## START EXERCISE INPUT

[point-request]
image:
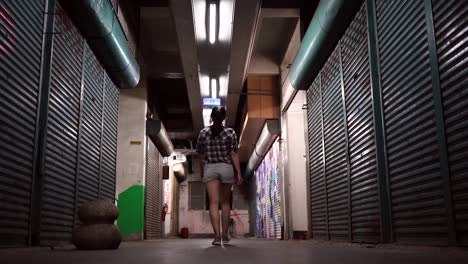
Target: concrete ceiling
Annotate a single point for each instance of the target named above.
(175, 56)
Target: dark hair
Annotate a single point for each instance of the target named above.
(217, 116)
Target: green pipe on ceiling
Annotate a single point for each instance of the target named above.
(330, 21)
(100, 26)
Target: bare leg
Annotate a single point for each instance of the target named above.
(213, 194)
(225, 206)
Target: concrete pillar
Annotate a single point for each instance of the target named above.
(131, 161)
(295, 169)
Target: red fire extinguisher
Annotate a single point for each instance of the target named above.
(164, 212)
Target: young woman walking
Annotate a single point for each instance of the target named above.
(217, 148)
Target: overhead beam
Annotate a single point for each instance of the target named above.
(246, 16)
(183, 21)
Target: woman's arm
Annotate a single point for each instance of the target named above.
(201, 157)
(235, 160)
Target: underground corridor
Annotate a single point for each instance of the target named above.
(342, 124)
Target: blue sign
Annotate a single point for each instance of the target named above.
(212, 101)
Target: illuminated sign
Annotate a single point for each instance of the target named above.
(212, 101)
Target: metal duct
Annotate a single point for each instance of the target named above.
(330, 21)
(266, 139)
(157, 133)
(99, 24)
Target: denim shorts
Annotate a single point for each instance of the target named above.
(219, 171)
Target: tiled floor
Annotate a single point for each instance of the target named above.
(194, 251)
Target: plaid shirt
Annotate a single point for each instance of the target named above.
(217, 149)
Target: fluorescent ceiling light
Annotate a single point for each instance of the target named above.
(223, 85)
(212, 23)
(214, 88)
(206, 116)
(199, 12)
(204, 85)
(226, 9)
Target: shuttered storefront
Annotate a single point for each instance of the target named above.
(335, 149)
(153, 195)
(417, 199)
(365, 214)
(58, 195)
(451, 33)
(71, 160)
(91, 129)
(109, 139)
(21, 25)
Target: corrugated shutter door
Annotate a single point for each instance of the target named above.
(335, 149)
(412, 149)
(318, 195)
(21, 24)
(89, 165)
(451, 29)
(364, 181)
(153, 205)
(109, 139)
(58, 197)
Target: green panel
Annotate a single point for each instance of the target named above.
(330, 21)
(106, 38)
(131, 206)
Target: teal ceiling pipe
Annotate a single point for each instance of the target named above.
(99, 24)
(330, 21)
(269, 134)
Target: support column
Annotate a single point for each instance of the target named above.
(131, 161)
(41, 124)
(440, 121)
(379, 121)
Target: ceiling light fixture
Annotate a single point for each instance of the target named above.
(212, 23)
(204, 85)
(226, 8)
(199, 12)
(214, 88)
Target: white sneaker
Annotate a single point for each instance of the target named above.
(226, 239)
(216, 241)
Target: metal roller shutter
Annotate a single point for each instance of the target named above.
(21, 24)
(58, 195)
(109, 139)
(451, 29)
(318, 194)
(364, 181)
(412, 149)
(153, 205)
(90, 145)
(335, 149)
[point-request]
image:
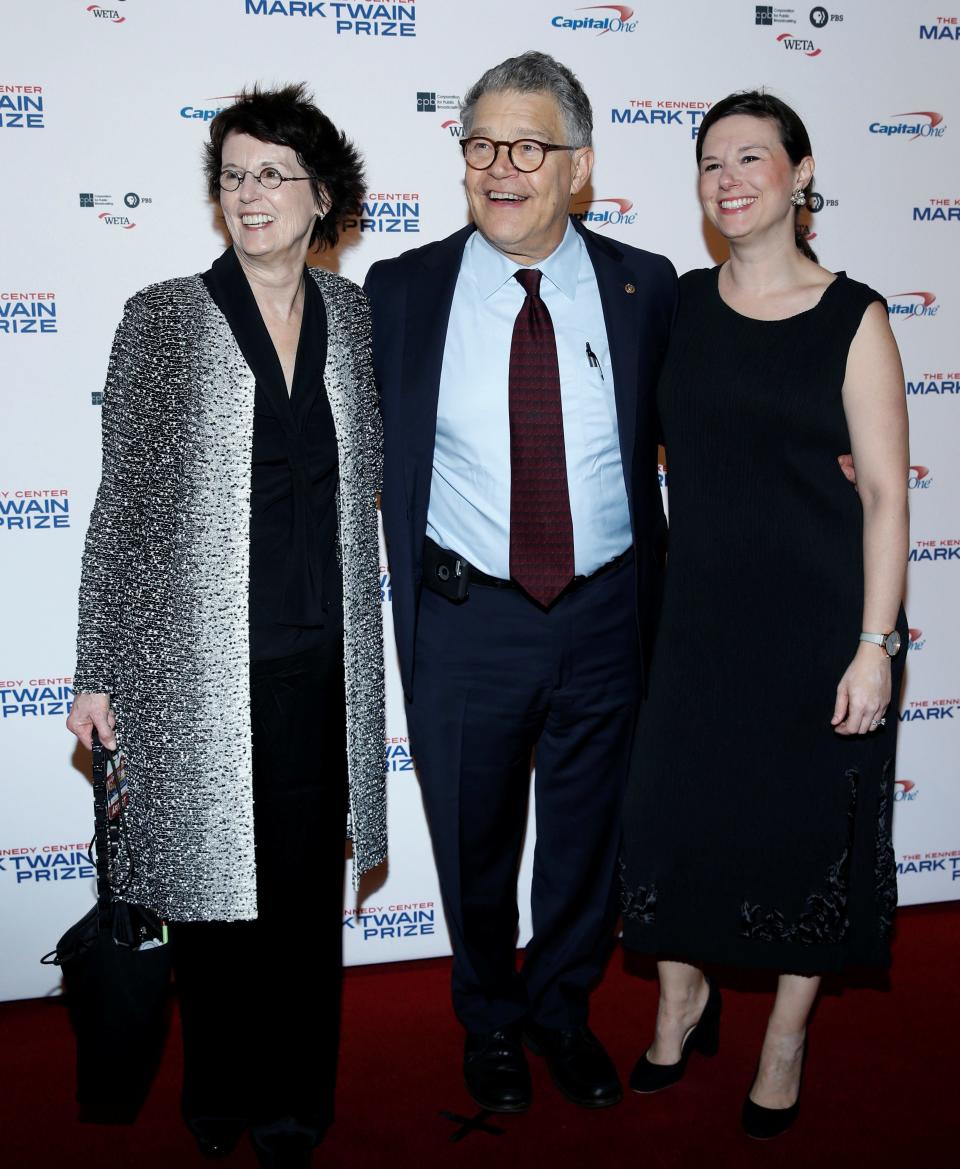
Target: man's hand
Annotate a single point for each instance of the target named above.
(847, 467)
(89, 712)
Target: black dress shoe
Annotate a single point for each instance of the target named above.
(764, 1123)
(578, 1064)
(704, 1037)
(495, 1070)
(216, 1139)
(283, 1150)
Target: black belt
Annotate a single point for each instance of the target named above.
(450, 575)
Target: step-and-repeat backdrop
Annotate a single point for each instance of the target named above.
(103, 112)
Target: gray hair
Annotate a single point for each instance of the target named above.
(536, 73)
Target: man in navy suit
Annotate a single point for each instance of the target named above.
(487, 372)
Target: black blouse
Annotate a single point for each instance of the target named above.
(296, 587)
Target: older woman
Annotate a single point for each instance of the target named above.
(757, 828)
(230, 620)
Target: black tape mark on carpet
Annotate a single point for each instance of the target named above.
(469, 1125)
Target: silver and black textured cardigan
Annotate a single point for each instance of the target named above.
(164, 590)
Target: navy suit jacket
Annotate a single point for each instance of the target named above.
(411, 298)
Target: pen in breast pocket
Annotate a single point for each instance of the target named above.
(593, 360)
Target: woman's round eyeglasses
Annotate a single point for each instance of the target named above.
(269, 178)
(525, 154)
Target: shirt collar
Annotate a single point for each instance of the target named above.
(491, 269)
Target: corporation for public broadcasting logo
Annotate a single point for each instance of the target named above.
(21, 106)
(29, 312)
(912, 304)
(130, 200)
(620, 22)
(428, 101)
(600, 213)
(912, 124)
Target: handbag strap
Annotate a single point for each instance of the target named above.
(103, 831)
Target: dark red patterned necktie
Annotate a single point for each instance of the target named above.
(540, 524)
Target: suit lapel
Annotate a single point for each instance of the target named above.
(614, 277)
(429, 298)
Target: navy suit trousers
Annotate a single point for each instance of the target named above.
(501, 683)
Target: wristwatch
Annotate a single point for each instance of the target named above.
(890, 642)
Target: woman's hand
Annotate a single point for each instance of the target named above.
(863, 692)
(89, 712)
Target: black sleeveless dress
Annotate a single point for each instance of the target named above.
(754, 835)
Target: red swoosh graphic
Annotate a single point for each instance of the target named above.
(926, 297)
(624, 205)
(624, 12)
(934, 118)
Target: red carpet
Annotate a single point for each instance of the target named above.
(879, 1090)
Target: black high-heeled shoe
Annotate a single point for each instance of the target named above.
(764, 1123)
(704, 1037)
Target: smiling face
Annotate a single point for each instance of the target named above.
(747, 178)
(267, 226)
(524, 215)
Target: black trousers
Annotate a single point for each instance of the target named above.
(498, 679)
(260, 1001)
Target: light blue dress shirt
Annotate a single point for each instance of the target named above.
(469, 509)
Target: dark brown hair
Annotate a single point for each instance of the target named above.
(288, 117)
(793, 137)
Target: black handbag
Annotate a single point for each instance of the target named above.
(116, 967)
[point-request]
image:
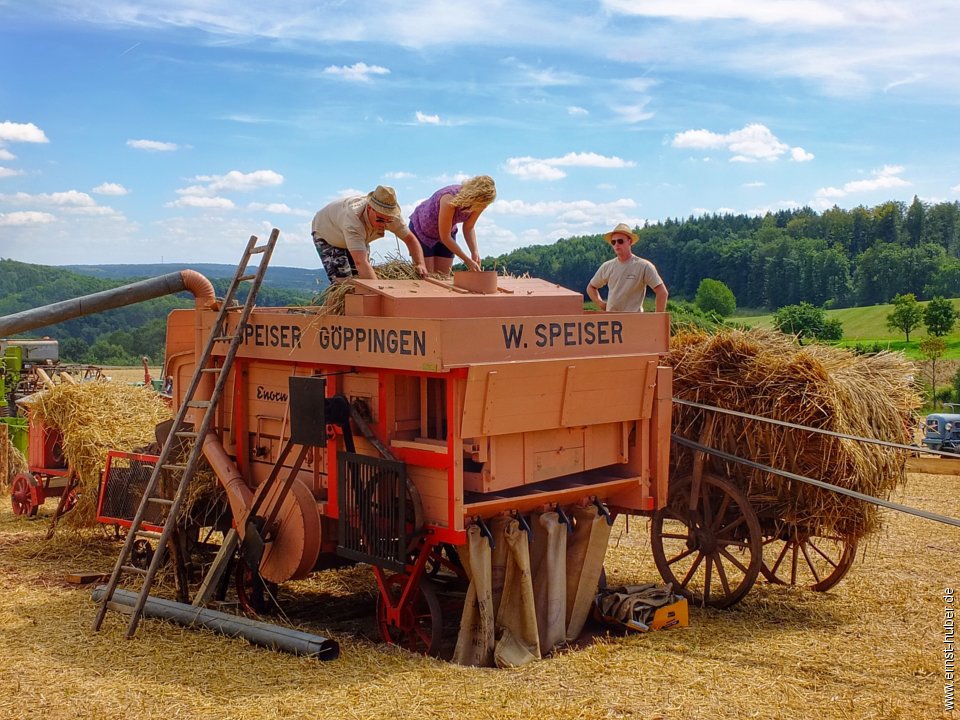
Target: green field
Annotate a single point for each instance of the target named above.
(869, 325)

## END EXERCISE INPUT

• **GIVEN TASK**
Repeat the lines above exactly, from start to finish, leaving out the pictures.

• **TASK OUTPUT**
[point-request]
image:
Target: concrete ceiling
Annotate a single point for each instance of the target named above.
(175, 56)
Target: dark hair
Annotate a single point for each instance of the target named above.
(217, 116)
Target: green pipe on ceiling
Annotate a single point for each instance of the target named above.
(330, 21)
(100, 26)
Target: bare leg
Annotate a single point for each instance of the target named above.
(213, 194)
(225, 206)
Target: concrete pillar
Annotate a single point for each instance of the target named above.
(131, 161)
(295, 169)
Target: red fire extinguisher
Annotate a single point for each instance of the target named above.
(164, 212)
Target: young woman walking
Annotate a single point for each instance of the target named above.
(217, 148)
Target: overhead beam
Annotate a single point for each instance of the target named above.
(246, 16)
(183, 21)
Target: woman's arm
Annotate a single point for each instance of the target named above.
(201, 157)
(235, 160)
Target: underground corridor
Annotate a single point for each instance of the target named above.
(342, 124)
Target: blue sign
Annotate a single point for each instance of the target named above.
(212, 101)
Target: illuminated sign
Annotate a single point for each instance of the target named above.
(212, 101)
Target: metal duct
Annotate a single point for each instance of the target named above.
(330, 21)
(266, 139)
(157, 133)
(99, 24)
Target: denim shorts
Annotate a single point for each instance of the target named above.
(219, 171)
Target: tiled floor
Annotate a single point for each instance of the target named above.
(194, 251)
Target: plaid shirt
Annotate a single point for each instance of the target named above.
(217, 149)
Target: fluorescent ceiling light
Annotate a single point for each instance of the target named above.
(223, 85)
(212, 23)
(214, 88)
(206, 116)
(199, 12)
(204, 85)
(226, 9)
Target: shuttered storefront
Annotate a single point for each instance of the target named above.
(335, 149)
(153, 195)
(417, 199)
(365, 214)
(58, 195)
(451, 33)
(71, 160)
(91, 129)
(109, 139)
(21, 25)
Target: corrugated shutter door
Annotate a single point for each instance of the target named above.
(335, 149)
(412, 149)
(318, 195)
(21, 24)
(89, 165)
(451, 29)
(364, 181)
(153, 205)
(109, 139)
(58, 197)
Target: green panel
Annotate a single point for each instance of the target named above.
(330, 21)
(106, 38)
(131, 206)
Target: teal ceiling pipe
Annotate a single point for each instance of the target named above.
(99, 24)
(330, 21)
(269, 134)
Target: support column
Annotate a single point for each instance of the target named above.
(131, 161)
(41, 124)
(440, 121)
(379, 121)
Target: ceiling light fixture
Annotate a single point for each instance of the target named above.
(212, 23)
(204, 85)
(226, 8)
(199, 12)
(214, 88)
Target: white sneaker
Annotate a single point for each instance of the target named above.
(226, 239)
(216, 241)
Target: metal roller shutter
Annotate a single point for each instance of the target named above.
(21, 24)
(58, 195)
(109, 139)
(451, 29)
(318, 194)
(364, 181)
(412, 149)
(153, 205)
(90, 145)
(335, 149)
[point-request]
image:
Target: man's hand
Annotate a single point for each instance of the target named above.
(847, 467)
(89, 712)
Target: black dress shoe
Annotate a single point for each instance of the target named above.
(764, 1123)
(578, 1064)
(704, 1037)
(495, 1070)
(216, 1139)
(283, 1150)
Target: black belt
Annotate a single point for each instance of the target named above.
(450, 575)
Target: step-and-repeat backdrop
Annotate a single point for each instance of the target named above.
(103, 112)
Target: gray hair
Annotate a single point for each instance of the target named above.
(536, 73)
Target: man in navy suit
Annotate a single point for each instance of the target named above.
(487, 372)
Target: black blouse
Annotate a single point for each instance of the target named above.
(296, 587)
Target: older woman
Annotate a single point for each instance of the target named above.
(757, 828)
(230, 620)
Target: black tape mark on carpet
Annotate a single point for each instance of the target named above.
(469, 1125)
Target: silver and black textured cardigan
Annotate a single point for each instance of the target named above.
(164, 590)
Target: navy suit jacket
Annotate a single point for each instance of the target named above.
(411, 298)
Target: pen in breast pocket
Annotate a single point for each instance of the target named above.
(593, 360)
Target: woman's round eyeglasses
Annotate a single point for each instance of the target named above.
(269, 178)
(525, 154)
Target: shirt collar
Annotate a single point for each instance of the target named above.
(491, 269)
Target: corporation for public broadcasting logo
Annotate a single point for each instance of the target named above.
(21, 106)
(29, 312)
(912, 304)
(130, 200)
(620, 22)
(428, 101)
(600, 213)
(912, 124)
Target: handbag strap
Annotate a single point for each instance of the target named above.
(103, 831)
Target: dark red patterned necktie
Annotate a single point for each instance of the target named above.
(540, 524)
Target: suit lapel
Annotate a single point for each instance of the target named above.
(614, 277)
(429, 298)
Target: navy suit trousers
Annotate a single point for each instance of the target named above.
(501, 683)
Target: wristwatch
Annotate a single point for each instance of the target named above.
(890, 642)
Target: woman's hand
Annotate a single point for each instance of the target named above.
(863, 692)
(89, 712)
Target: black sleeveless dress
Annotate a single point for each instance of the target named above.
(754, 835)
Target: red swoosh graphic
Annotate a single point for each instance of the target named above.
(926, 297)
(624, 205)
(624, 12)
(934, 118)
Target: red carpet
Annotate a single point for each instance of the target named above.
(879, 1090)
Target: black high-heeled shoe
Annotate a single point for each instance of the target named above.
(764, 1123)
(704, 1037)
Target: smiling face
Annotate a single point for each instance of the target named above.
(747, 178)
(267, 226)
(524, 215)
Target: black trousers
Annotate a single point for each instance of the target named above.
(498, 679)
(260, 1001)
Target: light blue dress shirt
Annotate a single point for each instance of the target named above.
(469, 509)
Target: dark brown hair
Annotate a single point for each instance of the target named above.
(288, 117)
(793, 137)
Target: black handbag
Annotate a single point for each instance of the target named above.
(116, 967)
[point-request]
image:
Target: green field
Annotate a single point for each instance of the target named above.
(869, 325)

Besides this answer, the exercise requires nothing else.